=== RECORDS FOR THIS EXERCISE ===

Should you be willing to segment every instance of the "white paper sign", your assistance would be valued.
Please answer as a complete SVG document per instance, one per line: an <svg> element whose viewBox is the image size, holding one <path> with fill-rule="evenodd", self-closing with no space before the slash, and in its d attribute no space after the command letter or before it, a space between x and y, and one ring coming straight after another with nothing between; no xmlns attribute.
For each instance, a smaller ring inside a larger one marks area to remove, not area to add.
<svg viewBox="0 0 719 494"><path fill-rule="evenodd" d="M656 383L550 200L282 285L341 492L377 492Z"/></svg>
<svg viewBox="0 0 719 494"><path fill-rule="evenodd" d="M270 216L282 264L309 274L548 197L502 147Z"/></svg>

===

### TASK BRIEF
Reproduce each of the entries above line for line, with no changes.

### RESPONSE
Should you be willing to segment every instance of the "white paper sign", your assistance would be valued.
Please answer as a complete SVG document per instance, one per line: an <svg> element whose viewBox is the image size, holding one <path> with fill-rule="evenodd", self-closing with no space before the slash, and in its d attribute no space after the command letter or before it, a space between x and y, and one ring coming straight after another with nothing between; no xmlns attribute.
For each instance, a smaller ring inside a larger one marks area to remove, not area to add.
<svg viewBox="0 0 719 494"><path fill-rule="evenodd" d="M656 383L550 200L282 285L341 492L377 492Z"/></svg>
<svg viewBox="0 0 719 494"><path fill-rule="evenodd" d="M270 216L282 264L309 274L548 197L502 147Z"/></svg>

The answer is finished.